### Given passage ###
Tuesday, December 13, 2011

Karen Malena, author of "Son of Mine" Guest Post


Recently I was talking with an old friend about her daughter. She was thanking me for being there for her when her daughter was going through spinal surgery for scoliosis. She mentioned that someone should write a blog, sharing their experience with curvature of the spine to help others who may be going through this trauma.
You see, when I was about twelve years old, I noticed something about myself in the mirror. When a young girl should begin to develop curves, I was developing lumps. Something was distinctly wrong with the image looking back at me.
My pants were fitting funny, my back was aching. It wasn't until my poor mother was scratching my back one day, and noticed something very wrong with me, did we even know there was something to be truly concerned about.
All I could do was panic and cry when mom said we should call for a doctor appointment. I think I had been fooling myself that something would change.
I asked Mom what she thought we would find out when we saw the doctor. Did she think they had to do some type of surgery on me? She assured me, no, there was probably nothing like that which I would have to go through.
Was she wrong! We sat in a specialists office with a doctor who had no bedside manner whatsoever. He blurted out that I had scoliosis, would need a spinal fusion, which was major surgery, and would be in a body cast for almost a year. Surgery was quickly scheduled.
In June of my twelfth year, I found myself in Children's Hospital, amidst young people with so many scary looking contraptions, some wheelchair bound, some who would never walk again. I was to count myself fortunate this was all I had.
There were various tortures to endure, the main one, a plaster body cast encasing my whole torso, the back of my head and up the front to my neck. This was placed on before surgery. It would be cut before the spinal fusion, then a new one would be fabricated afterward.
We all learned to communicate on our hospital ward with pen and paper. My parents were the couriers who brought the notes back and forth to all of us children going through many different surgeries, as we couldn't get out of our hospital beds.
I was in the hospital for three weeks. My parents were so very strong for me at that time. I would never know how hard it was for them, seeing their little girl with tubes and wires, a huge plaster contraption encompassing me. But they were my saviors, and strength. The cards and letters that family members and friends sent, were encouragement to me. Books became my best friend at that time.
### Data ###
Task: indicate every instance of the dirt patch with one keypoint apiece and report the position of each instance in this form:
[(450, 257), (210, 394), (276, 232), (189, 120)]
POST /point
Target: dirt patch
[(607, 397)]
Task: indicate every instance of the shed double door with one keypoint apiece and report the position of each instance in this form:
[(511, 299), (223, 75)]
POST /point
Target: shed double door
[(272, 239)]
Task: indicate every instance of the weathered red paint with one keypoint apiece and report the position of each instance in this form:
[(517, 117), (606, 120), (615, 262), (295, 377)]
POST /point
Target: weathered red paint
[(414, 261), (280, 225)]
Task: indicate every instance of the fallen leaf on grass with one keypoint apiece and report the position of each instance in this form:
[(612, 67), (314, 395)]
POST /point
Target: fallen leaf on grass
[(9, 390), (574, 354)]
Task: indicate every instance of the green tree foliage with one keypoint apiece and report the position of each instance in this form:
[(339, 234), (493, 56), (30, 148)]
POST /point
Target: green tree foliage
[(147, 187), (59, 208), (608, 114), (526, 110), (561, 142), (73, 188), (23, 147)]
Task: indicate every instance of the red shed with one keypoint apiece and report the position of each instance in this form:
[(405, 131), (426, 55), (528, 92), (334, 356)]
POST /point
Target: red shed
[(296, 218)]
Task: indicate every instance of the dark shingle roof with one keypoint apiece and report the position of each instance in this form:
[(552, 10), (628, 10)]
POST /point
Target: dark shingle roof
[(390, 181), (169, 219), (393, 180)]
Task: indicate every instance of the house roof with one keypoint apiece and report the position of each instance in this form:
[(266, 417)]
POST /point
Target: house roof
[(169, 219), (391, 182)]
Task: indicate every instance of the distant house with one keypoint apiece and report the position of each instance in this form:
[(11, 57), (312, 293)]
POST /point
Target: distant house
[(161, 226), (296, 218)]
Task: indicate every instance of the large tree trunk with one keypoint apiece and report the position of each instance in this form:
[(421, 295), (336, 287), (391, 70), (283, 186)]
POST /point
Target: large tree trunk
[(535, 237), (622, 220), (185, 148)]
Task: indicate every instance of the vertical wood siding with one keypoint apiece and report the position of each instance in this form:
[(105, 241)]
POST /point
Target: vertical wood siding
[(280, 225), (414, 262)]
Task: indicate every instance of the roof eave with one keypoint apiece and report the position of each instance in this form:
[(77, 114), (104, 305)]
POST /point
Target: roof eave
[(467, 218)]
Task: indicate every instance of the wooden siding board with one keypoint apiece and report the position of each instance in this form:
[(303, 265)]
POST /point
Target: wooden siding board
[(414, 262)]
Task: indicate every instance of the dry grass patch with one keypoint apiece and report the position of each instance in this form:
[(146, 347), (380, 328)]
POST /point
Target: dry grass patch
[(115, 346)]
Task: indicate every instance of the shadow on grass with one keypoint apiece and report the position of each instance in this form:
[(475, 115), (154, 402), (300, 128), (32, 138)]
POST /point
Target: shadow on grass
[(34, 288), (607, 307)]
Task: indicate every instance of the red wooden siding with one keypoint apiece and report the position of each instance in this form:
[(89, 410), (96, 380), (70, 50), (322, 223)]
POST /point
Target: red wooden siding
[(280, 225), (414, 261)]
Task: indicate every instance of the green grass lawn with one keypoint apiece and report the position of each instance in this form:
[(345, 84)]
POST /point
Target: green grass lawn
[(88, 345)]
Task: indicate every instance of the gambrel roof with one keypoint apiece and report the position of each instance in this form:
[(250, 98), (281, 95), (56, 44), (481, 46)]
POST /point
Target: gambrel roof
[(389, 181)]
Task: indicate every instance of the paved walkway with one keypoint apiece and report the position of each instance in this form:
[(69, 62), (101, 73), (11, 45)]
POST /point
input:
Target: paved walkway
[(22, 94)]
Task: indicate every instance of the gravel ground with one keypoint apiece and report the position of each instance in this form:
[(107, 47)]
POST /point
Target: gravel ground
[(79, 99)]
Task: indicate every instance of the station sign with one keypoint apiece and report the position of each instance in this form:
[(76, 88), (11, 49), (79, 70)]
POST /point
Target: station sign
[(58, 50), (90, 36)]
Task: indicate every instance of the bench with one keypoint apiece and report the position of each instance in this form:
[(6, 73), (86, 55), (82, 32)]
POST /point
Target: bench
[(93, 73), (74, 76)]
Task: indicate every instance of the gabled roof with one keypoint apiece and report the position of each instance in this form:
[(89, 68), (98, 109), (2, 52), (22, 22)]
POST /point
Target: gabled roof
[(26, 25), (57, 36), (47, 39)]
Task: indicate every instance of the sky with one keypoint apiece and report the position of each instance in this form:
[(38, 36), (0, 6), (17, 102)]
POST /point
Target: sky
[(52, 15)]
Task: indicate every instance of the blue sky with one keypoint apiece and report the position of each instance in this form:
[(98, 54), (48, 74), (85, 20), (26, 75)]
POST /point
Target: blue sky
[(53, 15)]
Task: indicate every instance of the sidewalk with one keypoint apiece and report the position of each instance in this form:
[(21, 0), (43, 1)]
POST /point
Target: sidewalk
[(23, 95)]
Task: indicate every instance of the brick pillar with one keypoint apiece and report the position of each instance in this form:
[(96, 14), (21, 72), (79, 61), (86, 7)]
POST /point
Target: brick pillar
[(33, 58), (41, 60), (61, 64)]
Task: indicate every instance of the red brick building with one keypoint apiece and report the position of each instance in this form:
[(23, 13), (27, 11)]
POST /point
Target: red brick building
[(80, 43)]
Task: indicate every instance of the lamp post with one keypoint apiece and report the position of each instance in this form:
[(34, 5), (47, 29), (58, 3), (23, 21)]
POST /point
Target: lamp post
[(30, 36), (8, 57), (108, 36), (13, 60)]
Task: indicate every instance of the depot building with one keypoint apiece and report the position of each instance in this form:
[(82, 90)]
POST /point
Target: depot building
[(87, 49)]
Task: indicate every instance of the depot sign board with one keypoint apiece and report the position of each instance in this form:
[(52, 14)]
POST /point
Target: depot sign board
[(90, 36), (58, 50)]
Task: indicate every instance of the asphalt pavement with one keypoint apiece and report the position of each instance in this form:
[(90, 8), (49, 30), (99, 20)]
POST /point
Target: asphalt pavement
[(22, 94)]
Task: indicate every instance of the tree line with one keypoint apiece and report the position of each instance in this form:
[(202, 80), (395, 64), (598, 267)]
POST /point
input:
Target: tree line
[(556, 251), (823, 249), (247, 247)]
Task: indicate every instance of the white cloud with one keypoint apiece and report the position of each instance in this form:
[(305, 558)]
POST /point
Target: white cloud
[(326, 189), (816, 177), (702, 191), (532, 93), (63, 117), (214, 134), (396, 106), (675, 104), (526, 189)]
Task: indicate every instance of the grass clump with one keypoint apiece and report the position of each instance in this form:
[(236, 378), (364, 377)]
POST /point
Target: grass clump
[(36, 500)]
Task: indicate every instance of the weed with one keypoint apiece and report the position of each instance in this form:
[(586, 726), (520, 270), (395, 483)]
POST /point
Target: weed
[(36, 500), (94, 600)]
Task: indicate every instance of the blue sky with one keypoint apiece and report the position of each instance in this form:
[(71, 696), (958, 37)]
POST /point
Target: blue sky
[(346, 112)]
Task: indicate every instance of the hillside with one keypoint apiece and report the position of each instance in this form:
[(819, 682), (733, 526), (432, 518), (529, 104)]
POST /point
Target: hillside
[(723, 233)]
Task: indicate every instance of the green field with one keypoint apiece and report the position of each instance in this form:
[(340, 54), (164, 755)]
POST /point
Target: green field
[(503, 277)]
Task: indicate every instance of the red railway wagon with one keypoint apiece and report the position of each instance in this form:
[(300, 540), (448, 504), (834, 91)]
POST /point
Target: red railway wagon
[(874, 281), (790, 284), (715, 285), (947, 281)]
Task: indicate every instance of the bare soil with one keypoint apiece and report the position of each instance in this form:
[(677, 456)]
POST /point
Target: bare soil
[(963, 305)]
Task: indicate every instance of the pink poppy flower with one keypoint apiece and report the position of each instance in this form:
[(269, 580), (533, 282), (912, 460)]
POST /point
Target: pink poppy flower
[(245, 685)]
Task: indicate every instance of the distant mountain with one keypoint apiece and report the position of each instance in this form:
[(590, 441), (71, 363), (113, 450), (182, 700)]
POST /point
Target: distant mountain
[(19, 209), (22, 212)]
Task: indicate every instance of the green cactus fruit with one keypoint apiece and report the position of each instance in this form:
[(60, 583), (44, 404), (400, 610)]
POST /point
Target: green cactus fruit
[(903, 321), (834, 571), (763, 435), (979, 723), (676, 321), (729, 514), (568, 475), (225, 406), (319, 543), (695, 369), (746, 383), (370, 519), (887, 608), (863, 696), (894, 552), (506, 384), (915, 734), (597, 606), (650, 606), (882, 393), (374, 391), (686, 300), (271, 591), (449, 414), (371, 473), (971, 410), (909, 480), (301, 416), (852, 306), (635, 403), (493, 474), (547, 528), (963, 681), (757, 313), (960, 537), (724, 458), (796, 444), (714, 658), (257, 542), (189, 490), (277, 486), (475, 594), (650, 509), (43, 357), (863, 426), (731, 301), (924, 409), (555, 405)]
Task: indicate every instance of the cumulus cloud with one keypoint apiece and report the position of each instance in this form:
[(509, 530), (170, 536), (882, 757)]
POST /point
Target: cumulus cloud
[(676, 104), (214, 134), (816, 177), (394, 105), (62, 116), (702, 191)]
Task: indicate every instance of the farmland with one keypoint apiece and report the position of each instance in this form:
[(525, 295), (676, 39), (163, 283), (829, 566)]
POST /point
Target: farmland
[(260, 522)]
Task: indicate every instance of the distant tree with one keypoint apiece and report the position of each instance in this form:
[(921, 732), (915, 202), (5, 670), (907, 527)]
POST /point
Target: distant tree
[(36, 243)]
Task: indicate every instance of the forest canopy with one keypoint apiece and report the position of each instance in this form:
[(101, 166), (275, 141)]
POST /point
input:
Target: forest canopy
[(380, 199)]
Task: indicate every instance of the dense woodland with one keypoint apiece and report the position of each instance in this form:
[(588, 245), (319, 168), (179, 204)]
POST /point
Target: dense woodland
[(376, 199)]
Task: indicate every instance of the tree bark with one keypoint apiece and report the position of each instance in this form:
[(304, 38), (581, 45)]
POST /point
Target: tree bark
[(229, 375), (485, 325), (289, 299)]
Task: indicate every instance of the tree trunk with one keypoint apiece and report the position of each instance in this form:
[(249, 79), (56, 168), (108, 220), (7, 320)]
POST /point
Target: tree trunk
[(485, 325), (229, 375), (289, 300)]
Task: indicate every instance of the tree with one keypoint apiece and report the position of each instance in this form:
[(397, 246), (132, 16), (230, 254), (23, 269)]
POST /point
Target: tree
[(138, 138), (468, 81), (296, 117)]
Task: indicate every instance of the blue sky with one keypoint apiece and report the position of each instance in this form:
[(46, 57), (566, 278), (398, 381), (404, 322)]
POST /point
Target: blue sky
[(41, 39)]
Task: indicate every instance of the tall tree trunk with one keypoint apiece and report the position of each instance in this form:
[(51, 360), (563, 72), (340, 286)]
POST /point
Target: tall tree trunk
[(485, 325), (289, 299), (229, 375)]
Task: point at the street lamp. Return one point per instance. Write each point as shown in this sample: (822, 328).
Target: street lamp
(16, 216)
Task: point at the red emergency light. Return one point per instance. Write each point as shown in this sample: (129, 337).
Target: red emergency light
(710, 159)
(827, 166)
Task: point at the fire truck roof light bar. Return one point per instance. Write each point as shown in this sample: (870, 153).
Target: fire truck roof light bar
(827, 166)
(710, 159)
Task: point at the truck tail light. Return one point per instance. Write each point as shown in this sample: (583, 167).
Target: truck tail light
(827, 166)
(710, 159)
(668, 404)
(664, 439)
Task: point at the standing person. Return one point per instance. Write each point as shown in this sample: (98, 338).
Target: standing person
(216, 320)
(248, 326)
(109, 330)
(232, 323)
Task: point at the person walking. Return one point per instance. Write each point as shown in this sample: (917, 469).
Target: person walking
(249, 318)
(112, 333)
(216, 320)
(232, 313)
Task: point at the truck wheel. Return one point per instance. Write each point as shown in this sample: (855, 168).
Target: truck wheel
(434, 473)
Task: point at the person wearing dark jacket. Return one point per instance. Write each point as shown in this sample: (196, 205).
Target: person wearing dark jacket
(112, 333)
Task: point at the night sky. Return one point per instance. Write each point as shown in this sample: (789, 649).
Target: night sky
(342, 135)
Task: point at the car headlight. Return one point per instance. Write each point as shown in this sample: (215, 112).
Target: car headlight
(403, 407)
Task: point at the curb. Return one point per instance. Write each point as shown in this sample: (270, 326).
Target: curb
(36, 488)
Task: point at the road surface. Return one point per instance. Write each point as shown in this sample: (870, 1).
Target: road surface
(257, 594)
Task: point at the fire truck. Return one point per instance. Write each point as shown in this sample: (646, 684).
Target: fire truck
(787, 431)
###
■ Activity list ■
[1] In the scoliosis guest post, what parts of the body does the plaster body cast cover? List each one.
[2] Carry the scoliosis guest post forward from its last sentence.

■ Numbered answers ■
[1]
- The whole torso
- The back of the head
- The front, up to the neck

[2]
It was not easy at first but after leaving the hospital, adapting to a new style of life in a body cast soon became second nature to me. I had to be tutored at home, since school was going to be difficult.
I didn't like feeling so different from other girls I was seeing. They were beautiful, curvy, free from the confines of a plaster prison. I felt like some sort of freak show whenever I would go anywhere with my parents, as people always stared at the huge contraption I was wearing. I think the only place I felt normal, was at the hospital, or doctor's office for the many xrays they had to take.
A smaller cast was placed on me after about eight months, and it was strange having my neck free to move about once again. Something I had taken for granted before, but it all felt so free! I could move again!
The hardest part is being a young teenager when you are going through something like this. Feeling like an alien, or feeling like an outcast. But know there is light at the end of the tunnel, and it is all worthwhile. Our bodies are free from severe deformity. Something people in the past weren't even able to go through. Have you ever seen a misshapen little old woman and known that could have been you? Let's thank the Lord above that there are surgeons out there, good surgeons who do their jobs well.
Let's all be a light for one another, and pass our stories along to help the next person possibly going through the trauma of spinal surgery.